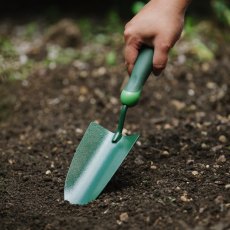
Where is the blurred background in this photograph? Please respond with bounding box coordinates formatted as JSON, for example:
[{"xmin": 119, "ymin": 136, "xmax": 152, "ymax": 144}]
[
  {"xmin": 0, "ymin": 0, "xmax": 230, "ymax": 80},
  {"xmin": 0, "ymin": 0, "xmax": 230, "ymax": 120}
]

* * *

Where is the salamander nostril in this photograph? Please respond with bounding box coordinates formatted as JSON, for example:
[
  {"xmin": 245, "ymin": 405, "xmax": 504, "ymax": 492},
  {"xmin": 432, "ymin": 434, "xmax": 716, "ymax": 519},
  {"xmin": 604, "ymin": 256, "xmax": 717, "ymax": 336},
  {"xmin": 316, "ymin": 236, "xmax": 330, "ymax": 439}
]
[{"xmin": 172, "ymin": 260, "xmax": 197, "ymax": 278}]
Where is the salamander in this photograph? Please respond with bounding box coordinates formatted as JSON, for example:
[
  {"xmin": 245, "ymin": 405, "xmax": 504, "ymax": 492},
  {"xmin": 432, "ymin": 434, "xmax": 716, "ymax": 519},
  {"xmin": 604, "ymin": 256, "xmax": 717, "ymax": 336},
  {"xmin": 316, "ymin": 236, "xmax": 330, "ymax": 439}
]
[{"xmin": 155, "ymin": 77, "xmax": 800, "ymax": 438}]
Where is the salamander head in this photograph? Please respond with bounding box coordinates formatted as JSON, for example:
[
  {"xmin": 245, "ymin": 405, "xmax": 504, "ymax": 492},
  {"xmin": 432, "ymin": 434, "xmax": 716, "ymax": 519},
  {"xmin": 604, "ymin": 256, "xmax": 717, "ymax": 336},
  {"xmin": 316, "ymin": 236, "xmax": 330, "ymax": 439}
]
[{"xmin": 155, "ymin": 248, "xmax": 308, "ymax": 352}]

Directive:
Collect every line in the records above that contains the string "head", treating uppercase and lowercase letters as different.

Exercise response:
Where is the salamander head in this photograph? Please respond with bounding box coordinates formatted as JSON, for example:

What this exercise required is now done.